> **DOCUMENT EXCERPT**:
## Begin
Tuesday, November 20, 2007

CLAIMING YOUR PEOPLE: THINK BIG

(Maggie Jochild and daughter, August 1977, Denton, Texas; photo by Mary Austin)

In August of 1977, I was hovering on the brink of major life changes. Since the spring, I had been carried along on a current against my will: My partner of five years left me overnight, brutally, for a woman who had been a family friend, taking our daughter with her. I dropped out of college on the verge of graduation and was rescued from suicide (both direct and indirect means) by my mother and my friends. I was desperate for a solid place to stand as I began my 22nd year.


Out of the floodwaters, a few things emerged as handholds. One is that I wrote Alix Dobkin, at the address on the back of her album, ostensibly a fan letter but it rapidly shifted into a plea for help. True to the ethic of sisterhood, Alix wrote me back right away, a personal letter full of encouragement and advice. She was a superstar in my world, and her caring had a profound effect. I kept her Living with Lesbians album propped up on my dresser, a photo of possibility.
## End
> **RECORDS SUPPLIED**:
## Begin
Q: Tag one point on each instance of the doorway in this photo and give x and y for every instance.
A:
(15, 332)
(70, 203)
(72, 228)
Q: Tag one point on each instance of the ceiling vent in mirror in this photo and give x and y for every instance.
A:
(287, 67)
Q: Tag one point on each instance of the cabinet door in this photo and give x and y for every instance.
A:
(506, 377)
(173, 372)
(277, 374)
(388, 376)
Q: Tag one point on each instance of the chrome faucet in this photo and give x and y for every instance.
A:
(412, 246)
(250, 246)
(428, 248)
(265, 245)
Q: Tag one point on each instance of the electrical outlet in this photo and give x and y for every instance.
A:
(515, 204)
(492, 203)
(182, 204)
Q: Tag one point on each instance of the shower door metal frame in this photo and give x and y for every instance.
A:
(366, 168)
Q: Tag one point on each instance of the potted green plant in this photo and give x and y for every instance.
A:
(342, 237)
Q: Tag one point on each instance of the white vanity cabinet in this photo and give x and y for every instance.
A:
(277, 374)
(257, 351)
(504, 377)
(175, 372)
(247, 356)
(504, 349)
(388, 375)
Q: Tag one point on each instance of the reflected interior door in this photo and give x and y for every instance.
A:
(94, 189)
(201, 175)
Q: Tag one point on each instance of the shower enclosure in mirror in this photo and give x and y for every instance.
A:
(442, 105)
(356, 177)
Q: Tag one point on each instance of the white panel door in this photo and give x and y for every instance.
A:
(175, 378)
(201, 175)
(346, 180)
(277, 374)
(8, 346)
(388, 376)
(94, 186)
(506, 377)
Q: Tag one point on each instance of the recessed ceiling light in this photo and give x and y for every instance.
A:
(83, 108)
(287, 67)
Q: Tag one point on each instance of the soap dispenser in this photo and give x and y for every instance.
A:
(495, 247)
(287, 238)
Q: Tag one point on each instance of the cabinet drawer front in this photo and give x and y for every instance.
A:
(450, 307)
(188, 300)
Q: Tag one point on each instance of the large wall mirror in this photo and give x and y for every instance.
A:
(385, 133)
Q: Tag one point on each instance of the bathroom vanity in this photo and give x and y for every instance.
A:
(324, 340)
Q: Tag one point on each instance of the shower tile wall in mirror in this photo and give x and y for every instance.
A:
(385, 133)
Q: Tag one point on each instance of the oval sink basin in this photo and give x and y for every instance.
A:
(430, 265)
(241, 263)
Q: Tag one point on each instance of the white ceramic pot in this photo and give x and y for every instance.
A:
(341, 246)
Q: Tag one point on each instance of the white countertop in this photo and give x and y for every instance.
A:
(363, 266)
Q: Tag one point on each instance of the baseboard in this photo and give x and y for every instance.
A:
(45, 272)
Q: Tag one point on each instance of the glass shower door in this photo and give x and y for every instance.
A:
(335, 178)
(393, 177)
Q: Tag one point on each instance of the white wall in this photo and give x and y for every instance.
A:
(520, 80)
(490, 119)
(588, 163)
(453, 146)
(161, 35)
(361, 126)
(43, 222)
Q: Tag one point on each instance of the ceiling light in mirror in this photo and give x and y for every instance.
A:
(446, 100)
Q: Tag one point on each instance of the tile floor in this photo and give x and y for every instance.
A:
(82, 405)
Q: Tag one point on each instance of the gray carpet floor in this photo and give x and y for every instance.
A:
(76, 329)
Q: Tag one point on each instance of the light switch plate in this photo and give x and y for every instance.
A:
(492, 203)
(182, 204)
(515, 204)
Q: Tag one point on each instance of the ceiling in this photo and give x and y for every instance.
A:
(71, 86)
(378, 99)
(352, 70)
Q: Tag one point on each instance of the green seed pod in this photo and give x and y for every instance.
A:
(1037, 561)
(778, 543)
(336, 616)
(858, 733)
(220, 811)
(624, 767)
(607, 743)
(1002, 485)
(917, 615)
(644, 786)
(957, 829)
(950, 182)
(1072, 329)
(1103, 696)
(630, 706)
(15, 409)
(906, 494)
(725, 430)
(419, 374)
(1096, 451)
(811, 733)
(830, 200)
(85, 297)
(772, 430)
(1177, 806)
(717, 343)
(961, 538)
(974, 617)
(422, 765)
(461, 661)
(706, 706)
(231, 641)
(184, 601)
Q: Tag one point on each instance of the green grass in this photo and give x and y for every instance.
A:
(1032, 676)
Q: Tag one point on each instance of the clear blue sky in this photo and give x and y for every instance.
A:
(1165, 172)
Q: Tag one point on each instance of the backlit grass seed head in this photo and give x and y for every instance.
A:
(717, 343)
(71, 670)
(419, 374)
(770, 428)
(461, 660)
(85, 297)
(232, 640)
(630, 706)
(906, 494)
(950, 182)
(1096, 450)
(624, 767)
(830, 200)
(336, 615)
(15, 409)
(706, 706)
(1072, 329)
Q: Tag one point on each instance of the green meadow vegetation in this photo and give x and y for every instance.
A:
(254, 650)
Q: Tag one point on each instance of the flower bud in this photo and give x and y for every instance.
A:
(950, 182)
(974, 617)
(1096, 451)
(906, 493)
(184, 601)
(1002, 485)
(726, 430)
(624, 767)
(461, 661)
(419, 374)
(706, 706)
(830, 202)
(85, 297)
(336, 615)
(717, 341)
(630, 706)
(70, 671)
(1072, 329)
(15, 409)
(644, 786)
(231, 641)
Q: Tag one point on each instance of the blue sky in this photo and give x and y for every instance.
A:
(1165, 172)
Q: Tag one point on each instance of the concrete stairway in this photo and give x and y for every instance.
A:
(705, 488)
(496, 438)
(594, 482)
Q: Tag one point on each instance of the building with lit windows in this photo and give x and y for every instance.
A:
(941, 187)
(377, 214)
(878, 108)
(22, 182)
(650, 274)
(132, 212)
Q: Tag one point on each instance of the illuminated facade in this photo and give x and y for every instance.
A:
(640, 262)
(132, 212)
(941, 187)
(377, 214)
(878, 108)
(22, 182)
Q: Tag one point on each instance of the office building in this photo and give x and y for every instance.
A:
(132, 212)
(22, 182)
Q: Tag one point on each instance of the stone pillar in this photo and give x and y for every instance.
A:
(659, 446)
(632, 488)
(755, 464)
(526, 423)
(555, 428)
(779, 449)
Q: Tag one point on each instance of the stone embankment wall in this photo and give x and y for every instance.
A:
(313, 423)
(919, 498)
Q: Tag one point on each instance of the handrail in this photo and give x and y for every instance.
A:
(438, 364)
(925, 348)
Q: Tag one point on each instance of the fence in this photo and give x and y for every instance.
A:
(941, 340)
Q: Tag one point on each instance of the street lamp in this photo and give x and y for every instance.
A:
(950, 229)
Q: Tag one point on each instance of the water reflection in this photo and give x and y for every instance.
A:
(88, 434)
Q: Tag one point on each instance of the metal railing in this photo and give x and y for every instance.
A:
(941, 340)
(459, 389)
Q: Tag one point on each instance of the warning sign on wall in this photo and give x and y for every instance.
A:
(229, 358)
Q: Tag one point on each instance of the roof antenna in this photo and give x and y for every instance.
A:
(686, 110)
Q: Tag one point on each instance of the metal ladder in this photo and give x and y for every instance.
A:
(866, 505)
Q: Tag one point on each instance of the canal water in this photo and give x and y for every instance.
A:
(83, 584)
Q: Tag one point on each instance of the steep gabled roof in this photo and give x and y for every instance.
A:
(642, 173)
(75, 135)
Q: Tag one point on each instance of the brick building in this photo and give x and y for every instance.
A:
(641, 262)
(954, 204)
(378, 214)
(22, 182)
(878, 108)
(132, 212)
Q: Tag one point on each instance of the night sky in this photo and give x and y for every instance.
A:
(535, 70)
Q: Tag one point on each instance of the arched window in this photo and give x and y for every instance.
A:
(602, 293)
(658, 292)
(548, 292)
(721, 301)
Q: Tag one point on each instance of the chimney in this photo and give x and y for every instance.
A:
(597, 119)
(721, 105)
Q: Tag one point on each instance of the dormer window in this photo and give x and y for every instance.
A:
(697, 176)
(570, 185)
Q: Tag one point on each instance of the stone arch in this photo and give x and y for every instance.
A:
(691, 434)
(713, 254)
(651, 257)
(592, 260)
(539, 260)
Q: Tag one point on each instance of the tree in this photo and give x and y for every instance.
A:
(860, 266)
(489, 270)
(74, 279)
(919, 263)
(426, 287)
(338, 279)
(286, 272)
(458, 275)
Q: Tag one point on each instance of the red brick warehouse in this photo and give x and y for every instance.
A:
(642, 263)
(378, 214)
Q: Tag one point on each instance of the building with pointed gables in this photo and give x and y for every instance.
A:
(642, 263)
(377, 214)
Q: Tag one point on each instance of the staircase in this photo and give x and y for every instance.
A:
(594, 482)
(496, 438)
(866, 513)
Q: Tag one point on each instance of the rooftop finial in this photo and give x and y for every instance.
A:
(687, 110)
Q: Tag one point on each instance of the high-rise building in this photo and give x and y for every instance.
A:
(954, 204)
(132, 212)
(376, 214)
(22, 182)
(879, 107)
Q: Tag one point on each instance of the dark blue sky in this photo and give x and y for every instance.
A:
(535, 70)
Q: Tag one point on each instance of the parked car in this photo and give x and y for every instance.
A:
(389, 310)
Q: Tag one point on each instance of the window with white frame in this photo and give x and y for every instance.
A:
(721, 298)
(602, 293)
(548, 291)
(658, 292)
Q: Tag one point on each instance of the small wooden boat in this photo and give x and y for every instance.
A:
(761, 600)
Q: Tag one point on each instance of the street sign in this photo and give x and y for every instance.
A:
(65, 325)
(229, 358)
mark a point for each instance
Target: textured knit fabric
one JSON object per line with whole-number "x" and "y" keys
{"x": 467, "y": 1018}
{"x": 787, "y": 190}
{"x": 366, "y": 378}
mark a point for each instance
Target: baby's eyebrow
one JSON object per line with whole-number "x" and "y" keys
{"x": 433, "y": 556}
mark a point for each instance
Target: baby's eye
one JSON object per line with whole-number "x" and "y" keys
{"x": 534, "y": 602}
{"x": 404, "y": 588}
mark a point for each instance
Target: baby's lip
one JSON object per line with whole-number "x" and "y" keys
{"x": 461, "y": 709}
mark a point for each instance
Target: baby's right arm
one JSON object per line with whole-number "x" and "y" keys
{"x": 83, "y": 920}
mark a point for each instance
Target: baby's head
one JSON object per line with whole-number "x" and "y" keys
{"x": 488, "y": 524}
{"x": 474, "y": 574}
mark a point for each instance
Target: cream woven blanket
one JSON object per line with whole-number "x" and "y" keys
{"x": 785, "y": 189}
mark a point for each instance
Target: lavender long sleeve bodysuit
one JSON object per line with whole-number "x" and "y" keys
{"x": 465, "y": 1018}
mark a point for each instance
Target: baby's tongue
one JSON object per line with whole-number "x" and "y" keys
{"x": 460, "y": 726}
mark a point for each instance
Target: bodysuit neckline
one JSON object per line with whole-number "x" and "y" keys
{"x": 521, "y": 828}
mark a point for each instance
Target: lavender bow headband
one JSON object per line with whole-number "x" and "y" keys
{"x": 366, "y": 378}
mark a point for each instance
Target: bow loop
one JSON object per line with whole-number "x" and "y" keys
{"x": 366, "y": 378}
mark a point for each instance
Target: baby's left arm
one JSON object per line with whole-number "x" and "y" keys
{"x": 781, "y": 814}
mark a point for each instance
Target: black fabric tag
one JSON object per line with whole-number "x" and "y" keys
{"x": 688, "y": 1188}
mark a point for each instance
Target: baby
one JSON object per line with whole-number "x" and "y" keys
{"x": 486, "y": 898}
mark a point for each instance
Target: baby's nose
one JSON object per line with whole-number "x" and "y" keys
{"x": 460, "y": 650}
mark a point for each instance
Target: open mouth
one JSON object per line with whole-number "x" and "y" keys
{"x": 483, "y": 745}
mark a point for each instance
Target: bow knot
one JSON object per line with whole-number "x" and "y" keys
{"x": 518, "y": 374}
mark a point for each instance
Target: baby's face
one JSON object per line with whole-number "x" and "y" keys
## End
> **WHAT TO WORK ON**:
In the blog post about 1977, which album did the writer keep propped up on the dresser?

> **EXERCISE ANSWER**:
Alix Dobkin's Living with Lesbians album.